Gather every line in the items below that contains the string "trim", and copy each one in full. Case counts when matching.

========================================================================

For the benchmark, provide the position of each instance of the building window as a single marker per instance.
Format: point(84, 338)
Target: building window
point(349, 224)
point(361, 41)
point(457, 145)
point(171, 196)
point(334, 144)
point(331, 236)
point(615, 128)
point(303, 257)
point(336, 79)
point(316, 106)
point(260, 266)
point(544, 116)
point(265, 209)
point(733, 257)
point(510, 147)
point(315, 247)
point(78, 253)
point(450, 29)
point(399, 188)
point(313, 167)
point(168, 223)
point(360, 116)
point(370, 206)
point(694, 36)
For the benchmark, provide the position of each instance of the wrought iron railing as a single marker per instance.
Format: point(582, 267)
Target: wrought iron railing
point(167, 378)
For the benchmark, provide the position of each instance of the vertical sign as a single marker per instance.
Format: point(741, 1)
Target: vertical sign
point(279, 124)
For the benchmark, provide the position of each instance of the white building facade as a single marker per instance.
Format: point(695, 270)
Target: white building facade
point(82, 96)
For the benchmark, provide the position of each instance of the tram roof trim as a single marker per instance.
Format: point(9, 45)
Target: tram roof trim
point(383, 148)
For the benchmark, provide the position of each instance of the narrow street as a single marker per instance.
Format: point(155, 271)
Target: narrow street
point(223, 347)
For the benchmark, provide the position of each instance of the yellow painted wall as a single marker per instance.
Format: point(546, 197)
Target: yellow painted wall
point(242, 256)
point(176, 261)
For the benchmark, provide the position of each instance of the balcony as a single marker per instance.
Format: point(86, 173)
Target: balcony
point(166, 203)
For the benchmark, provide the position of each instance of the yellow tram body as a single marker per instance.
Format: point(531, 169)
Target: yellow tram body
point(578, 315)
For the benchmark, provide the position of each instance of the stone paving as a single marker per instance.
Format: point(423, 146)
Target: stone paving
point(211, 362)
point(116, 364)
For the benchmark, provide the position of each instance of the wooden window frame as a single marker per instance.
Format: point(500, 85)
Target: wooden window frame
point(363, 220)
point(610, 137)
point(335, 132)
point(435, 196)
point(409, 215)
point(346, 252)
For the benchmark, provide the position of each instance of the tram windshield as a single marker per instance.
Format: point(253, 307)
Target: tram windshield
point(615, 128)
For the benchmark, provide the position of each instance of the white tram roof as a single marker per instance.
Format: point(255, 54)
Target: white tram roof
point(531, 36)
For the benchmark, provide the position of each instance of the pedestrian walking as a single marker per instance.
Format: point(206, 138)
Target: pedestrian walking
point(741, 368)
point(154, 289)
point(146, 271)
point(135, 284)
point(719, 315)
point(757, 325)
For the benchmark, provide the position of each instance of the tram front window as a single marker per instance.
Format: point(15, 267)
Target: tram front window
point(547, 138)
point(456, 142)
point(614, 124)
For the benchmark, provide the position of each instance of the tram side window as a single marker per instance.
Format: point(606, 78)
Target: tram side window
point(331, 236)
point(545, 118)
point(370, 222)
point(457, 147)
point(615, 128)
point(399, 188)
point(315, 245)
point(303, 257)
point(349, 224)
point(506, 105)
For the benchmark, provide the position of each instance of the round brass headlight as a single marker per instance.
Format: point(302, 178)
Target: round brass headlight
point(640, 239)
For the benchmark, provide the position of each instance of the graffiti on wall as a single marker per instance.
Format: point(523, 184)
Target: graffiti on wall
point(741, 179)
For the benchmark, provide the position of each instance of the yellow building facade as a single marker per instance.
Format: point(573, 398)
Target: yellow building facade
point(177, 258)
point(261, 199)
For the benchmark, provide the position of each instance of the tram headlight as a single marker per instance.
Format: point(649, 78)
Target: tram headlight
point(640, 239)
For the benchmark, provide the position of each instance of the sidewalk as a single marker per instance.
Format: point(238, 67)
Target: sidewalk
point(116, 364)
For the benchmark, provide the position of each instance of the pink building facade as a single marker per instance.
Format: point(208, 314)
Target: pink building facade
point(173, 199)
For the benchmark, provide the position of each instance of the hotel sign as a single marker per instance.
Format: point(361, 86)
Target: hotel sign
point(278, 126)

========================================================================

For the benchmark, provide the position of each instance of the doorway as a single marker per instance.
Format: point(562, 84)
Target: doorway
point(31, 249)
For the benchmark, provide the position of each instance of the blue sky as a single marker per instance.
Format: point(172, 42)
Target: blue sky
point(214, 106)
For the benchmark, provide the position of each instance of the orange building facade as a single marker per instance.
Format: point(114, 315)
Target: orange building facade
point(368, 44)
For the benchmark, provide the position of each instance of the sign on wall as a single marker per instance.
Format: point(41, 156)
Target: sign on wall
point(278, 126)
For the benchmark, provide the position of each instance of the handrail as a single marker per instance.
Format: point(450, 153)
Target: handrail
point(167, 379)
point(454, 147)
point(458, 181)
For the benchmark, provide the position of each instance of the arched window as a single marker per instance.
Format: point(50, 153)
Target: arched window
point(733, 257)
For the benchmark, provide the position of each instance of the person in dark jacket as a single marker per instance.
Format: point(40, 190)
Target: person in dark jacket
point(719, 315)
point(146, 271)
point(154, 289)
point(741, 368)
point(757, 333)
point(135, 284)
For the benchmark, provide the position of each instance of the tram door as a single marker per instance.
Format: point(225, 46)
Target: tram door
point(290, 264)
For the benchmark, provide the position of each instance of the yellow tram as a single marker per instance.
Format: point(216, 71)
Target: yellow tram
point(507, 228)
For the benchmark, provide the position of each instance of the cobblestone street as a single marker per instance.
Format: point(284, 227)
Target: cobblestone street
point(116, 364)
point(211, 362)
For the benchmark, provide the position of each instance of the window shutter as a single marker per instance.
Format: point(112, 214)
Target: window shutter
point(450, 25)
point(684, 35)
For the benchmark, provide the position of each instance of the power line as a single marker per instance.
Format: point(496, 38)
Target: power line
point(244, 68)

========================================================================

● **Task result**:
For the benchmark, provide the position of each instance of the tram roof trim as a single marker per instance.
Target: tram roof trim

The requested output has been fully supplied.